[Start of section]

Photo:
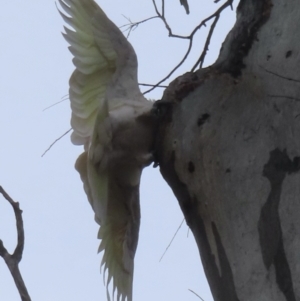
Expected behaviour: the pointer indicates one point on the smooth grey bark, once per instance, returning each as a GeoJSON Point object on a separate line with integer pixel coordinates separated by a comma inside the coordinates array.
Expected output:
{"type": "Point", "coordinates": [229, 147]}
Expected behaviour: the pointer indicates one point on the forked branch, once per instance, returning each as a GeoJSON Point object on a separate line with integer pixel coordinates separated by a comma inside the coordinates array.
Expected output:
{"type": "Point", "coordinates": [12, 260]}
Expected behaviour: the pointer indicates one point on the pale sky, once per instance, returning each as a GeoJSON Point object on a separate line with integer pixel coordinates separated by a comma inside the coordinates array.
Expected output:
{"type": "Point", "coordinates": [60, 260]}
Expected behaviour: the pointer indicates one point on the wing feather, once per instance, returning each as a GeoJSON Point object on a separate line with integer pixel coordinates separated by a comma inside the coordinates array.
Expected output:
{"type": "Point", "coordinates": [105, 75]}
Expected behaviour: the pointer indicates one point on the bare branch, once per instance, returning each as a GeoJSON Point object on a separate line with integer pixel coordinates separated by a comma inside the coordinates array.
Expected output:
{"type": "Point", "coordinates": [200, 61]}
{"type": "Point", "coordinates": [174, 69]}
{"type": "Point", "coordinates": [133, 25]}
{"type": "Point", "coordinates": [171, 241]}
{"type": "Point", "coordinates": [12, 261]}
{"type": "Point", "coordinates": [196, 294]}
{"type": "Point", "coordinates": [64, 134]}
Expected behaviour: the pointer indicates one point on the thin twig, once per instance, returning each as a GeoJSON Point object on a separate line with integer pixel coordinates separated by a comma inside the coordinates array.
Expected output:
{"type": "Point", "coordinates": [200, 61]}
{"type": "Point", "coordinates": [64, 98]}
{"type": "Point", "coordinates": [190, 37]}
{"type": "Point", "coordinates": [133, 25]}
{"type": "Point", "coordinates": [174, 69]}
{"type": "Point", "coordinates": [195, 294]}
{"type": "Point", "coordinates": [12, 260]}
{"type": "Point", "coordinates": [56, 141]}
{"type": "Point", "coordinates": [171, 241]}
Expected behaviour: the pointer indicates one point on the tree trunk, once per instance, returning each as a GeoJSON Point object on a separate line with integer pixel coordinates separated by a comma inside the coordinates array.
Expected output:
{"type": "Point", "coordinates": [229, 147]}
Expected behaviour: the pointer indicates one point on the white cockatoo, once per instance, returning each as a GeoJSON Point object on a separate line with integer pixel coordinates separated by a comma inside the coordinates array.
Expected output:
{"type": "Point", "coordinates": [113, 121]}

[End of section]

Exercise requirements: Skip every line before the one containing "Expected behaviour: the pointer indicates one point on the tree". Retype that line and the rest through the last one exactly as they stand in the listing.

Exercise result:
Expected behaviour: the pointer indicates one point on the tree trunk, once per instance, returning each as a GeoJSON Point object on a separate line with integer pixel coordinates separated by a comma inside the coordinates array.
Expected output:
{"type": "Point", "coordinates": [229, 147]}
Expected behaviour: the pointer indicates one point on the white cockatoo, once per instance, returning each as a GeoJSON Point object on a separate line with integer pixel coordinates separated by a comma inside the coordinates array.
Expected output:
{"type": "Point", "coordinates": [113, 121]}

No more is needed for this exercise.